Collected data
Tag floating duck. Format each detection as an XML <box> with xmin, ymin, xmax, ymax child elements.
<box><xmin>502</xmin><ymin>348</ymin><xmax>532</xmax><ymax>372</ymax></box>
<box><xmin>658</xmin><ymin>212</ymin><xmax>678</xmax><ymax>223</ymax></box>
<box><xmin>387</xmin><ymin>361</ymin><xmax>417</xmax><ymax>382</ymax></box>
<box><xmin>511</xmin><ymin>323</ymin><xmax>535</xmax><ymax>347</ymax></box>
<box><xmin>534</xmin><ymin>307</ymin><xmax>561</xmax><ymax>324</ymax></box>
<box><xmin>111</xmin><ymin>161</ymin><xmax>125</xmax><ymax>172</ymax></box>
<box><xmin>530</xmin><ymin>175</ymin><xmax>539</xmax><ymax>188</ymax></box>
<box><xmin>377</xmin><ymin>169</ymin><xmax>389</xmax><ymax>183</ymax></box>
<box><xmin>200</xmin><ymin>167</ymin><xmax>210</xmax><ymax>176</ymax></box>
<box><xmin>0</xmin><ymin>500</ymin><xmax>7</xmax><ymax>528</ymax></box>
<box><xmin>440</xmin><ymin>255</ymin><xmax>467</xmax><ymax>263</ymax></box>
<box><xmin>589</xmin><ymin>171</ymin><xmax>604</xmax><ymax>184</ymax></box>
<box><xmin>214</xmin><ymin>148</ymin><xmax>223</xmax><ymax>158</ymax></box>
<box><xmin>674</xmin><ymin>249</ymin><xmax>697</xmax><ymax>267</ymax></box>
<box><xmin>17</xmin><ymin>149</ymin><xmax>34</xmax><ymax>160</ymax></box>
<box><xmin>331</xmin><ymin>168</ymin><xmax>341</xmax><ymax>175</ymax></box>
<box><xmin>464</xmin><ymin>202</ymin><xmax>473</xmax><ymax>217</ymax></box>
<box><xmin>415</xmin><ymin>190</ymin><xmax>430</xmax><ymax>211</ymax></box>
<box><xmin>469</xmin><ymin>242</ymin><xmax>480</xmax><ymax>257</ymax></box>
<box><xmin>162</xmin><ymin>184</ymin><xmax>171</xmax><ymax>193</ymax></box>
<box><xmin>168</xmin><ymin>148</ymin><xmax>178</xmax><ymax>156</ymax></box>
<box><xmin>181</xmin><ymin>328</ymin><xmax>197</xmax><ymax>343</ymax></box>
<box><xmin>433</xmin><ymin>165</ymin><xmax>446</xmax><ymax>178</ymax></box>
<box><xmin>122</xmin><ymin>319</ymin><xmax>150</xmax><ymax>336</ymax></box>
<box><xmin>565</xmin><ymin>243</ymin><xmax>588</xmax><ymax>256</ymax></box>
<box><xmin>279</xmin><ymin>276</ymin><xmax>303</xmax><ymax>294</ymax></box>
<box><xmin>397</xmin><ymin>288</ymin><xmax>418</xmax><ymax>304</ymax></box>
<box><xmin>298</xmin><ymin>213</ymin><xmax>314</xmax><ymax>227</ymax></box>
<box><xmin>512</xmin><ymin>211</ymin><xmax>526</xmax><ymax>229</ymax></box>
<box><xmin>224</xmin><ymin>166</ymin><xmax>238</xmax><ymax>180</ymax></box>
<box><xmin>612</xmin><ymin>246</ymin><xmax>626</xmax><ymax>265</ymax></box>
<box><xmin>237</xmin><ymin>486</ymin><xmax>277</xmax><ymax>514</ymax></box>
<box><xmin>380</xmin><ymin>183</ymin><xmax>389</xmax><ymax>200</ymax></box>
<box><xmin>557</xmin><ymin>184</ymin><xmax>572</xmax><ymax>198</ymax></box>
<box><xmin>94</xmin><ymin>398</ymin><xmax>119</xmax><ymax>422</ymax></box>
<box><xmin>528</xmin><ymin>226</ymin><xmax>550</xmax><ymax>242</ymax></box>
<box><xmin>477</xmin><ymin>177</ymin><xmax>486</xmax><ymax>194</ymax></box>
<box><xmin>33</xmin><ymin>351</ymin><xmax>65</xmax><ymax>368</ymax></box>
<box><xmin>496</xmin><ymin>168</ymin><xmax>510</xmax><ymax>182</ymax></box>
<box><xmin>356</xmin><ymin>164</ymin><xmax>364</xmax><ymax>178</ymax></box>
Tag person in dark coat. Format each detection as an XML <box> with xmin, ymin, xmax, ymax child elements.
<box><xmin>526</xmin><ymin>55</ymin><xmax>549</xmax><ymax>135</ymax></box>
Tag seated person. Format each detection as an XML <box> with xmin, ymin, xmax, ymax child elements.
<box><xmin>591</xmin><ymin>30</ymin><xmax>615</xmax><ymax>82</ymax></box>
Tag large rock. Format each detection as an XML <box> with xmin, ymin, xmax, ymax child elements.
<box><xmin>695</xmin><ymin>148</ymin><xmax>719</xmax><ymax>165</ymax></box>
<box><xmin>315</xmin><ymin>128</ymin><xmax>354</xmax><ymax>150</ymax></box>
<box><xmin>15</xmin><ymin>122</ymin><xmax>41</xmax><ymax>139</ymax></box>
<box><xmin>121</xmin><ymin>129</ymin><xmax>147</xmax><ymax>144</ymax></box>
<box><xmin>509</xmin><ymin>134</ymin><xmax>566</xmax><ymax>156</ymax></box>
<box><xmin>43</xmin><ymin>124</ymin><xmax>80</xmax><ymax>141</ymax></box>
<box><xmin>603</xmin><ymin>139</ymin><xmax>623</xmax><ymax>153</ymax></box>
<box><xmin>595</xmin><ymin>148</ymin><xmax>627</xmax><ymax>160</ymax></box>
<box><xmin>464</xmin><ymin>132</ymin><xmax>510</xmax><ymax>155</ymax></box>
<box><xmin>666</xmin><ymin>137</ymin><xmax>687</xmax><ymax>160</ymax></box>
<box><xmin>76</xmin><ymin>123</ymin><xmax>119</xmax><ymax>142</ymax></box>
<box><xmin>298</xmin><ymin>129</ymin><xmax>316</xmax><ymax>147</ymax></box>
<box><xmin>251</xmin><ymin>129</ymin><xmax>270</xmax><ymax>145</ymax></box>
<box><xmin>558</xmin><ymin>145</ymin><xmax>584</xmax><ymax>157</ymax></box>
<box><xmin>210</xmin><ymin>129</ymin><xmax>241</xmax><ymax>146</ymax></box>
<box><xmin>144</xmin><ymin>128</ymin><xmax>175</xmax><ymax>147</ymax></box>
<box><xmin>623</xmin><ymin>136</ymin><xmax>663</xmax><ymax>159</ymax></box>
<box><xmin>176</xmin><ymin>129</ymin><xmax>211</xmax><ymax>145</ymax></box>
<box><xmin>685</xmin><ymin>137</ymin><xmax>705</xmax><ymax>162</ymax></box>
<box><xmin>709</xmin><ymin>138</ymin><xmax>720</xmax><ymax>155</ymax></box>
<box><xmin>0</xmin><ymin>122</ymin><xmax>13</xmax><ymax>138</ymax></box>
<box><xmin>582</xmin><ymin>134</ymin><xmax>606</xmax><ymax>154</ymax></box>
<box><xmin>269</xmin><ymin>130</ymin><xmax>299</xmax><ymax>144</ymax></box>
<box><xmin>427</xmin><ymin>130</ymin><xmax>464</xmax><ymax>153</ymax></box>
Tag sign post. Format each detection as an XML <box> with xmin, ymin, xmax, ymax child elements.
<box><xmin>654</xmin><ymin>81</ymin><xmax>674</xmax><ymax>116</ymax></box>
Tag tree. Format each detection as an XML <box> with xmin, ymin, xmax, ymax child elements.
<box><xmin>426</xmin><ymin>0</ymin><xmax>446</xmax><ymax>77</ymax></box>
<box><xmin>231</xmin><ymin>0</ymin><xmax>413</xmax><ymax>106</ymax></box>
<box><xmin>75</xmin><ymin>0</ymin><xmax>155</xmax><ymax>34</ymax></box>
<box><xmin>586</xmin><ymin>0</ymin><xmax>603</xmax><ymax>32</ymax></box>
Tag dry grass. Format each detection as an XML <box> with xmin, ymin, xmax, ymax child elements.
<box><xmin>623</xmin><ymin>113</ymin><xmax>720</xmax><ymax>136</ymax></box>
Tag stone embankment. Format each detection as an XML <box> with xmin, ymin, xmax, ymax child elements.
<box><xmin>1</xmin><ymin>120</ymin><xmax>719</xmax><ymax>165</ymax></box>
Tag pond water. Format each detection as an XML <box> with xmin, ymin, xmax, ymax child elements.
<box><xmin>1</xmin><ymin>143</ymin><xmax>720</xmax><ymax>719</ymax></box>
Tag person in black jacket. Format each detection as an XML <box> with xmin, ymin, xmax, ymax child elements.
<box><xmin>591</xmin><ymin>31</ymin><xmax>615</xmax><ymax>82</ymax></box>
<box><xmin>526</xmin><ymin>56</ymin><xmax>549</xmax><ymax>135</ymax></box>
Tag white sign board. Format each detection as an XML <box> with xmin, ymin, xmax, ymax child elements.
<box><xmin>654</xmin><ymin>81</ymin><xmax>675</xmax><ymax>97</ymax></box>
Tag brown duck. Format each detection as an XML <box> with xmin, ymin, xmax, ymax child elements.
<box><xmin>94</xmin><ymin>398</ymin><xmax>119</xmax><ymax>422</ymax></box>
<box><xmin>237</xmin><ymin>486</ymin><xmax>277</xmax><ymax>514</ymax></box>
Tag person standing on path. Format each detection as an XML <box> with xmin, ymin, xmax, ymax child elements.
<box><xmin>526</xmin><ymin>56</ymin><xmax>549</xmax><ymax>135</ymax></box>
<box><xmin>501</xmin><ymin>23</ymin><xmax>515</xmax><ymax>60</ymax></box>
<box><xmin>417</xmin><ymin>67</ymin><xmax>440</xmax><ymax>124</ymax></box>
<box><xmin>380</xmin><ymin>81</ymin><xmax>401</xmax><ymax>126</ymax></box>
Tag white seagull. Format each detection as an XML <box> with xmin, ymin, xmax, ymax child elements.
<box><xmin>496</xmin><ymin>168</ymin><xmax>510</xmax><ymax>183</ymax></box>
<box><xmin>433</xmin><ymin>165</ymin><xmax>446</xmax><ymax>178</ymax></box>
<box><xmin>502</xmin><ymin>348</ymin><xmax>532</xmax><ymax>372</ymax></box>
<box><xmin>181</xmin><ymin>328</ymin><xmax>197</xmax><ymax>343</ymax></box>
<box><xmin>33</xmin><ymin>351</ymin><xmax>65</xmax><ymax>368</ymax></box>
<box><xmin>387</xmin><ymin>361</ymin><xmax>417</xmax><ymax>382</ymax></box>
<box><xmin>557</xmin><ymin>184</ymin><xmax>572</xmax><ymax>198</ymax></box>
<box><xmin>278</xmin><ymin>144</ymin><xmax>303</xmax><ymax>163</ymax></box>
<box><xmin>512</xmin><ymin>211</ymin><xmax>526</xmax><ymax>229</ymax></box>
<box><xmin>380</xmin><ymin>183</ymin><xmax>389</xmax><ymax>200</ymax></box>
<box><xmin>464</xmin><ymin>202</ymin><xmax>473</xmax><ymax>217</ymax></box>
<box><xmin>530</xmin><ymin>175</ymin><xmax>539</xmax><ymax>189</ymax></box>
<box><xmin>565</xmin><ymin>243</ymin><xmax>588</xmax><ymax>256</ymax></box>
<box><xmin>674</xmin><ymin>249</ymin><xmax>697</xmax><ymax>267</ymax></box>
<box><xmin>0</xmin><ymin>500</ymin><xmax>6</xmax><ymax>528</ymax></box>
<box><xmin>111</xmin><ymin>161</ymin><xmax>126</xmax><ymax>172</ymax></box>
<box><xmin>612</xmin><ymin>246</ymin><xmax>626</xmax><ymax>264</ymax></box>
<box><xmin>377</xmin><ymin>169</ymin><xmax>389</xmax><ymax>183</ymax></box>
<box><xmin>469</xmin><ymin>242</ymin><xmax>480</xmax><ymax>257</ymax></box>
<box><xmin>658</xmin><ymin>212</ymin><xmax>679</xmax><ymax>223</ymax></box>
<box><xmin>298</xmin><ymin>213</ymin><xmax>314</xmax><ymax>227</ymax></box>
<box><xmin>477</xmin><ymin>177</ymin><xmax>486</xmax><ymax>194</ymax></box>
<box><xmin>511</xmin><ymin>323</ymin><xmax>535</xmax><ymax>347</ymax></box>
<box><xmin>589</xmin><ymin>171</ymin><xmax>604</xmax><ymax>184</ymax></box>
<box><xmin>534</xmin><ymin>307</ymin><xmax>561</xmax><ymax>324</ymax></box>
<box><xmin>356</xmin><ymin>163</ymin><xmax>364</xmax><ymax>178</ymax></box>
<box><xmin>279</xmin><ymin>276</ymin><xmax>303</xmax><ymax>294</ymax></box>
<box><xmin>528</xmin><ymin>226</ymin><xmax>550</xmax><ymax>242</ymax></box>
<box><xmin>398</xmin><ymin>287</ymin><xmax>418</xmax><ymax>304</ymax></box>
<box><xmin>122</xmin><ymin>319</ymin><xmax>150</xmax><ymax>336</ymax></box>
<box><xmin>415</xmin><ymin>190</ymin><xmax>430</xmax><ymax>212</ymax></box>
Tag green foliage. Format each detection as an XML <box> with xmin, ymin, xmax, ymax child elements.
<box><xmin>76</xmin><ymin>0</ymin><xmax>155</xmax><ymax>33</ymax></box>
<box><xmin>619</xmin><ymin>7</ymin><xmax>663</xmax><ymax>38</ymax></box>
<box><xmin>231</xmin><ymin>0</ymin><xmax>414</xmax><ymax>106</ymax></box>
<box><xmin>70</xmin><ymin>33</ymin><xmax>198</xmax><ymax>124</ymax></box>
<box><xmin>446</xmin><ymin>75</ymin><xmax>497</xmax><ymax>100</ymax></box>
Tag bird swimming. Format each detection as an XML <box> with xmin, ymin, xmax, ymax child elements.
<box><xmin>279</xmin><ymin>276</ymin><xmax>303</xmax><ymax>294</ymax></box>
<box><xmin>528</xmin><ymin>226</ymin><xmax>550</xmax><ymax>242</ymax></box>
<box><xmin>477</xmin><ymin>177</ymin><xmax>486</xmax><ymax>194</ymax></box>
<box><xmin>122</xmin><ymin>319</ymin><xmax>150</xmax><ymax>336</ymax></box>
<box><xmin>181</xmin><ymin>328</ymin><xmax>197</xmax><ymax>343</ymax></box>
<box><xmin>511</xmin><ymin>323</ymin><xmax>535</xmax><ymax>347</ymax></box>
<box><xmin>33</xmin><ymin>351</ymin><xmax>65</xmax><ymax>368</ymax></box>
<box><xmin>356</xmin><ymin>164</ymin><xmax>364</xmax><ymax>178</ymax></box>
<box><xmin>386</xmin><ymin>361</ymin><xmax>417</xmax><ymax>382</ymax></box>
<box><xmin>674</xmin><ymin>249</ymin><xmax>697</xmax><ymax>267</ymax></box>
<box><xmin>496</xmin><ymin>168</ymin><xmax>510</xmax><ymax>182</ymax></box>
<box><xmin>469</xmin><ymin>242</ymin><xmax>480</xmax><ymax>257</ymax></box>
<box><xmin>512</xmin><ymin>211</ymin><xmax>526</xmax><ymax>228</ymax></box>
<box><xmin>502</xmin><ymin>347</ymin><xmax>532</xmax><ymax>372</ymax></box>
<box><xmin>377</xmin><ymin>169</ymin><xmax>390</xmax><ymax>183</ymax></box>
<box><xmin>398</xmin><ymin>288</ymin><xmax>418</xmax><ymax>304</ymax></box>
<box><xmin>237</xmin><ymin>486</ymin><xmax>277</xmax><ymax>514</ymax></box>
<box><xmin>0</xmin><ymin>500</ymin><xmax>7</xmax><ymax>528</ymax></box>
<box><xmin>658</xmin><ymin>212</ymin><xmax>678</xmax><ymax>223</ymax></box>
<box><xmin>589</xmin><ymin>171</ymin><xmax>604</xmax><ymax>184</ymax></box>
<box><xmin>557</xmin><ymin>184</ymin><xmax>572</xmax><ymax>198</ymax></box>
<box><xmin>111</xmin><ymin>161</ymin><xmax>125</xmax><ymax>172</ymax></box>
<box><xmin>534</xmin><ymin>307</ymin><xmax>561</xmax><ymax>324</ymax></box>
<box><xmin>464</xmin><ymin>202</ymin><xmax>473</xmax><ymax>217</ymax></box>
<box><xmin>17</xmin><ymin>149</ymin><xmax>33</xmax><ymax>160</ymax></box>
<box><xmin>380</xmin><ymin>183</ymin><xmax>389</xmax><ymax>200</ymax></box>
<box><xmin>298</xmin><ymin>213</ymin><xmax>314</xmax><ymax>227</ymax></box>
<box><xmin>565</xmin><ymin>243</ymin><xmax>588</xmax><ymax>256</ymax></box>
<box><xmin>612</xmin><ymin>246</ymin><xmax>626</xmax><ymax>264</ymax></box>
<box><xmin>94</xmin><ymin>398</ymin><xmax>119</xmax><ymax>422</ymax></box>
---
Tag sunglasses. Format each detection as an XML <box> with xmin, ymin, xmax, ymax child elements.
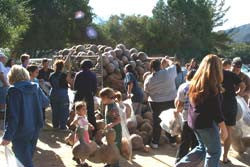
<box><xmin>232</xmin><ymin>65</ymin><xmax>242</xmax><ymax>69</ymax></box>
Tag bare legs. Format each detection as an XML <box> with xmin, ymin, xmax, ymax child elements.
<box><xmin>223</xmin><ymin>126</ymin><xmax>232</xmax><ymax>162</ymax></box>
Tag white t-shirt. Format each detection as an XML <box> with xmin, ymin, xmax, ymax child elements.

■ **Directions**
From the records above, output only the lines starting at the one containing "Tag sunglasses. Format" and ending at the one containing "Tag white t-shirt.", word for word. Pictures stay out.

■ **Solution to the exercise**
Tag sunglasses. Format each detection as an XML <box> with xmin, ymin, xmax, ymax child elements.
<box><xmin>232</xmin><ymin>65</ymin><xmax>242</xmax><ymax>69</ymax></box>
Tag bare legs. Format each detection as an XML <box> with xmin, ymin, xmax, ymax child elements.
<box><xmin>223</xmin><ymin>126</ymin><xmax>232</xmax><ymax>162</ymax></box>
Tag white t-shirt. Format each detection as an XML <box> with xmin, ymin, xmax, ymax child elements.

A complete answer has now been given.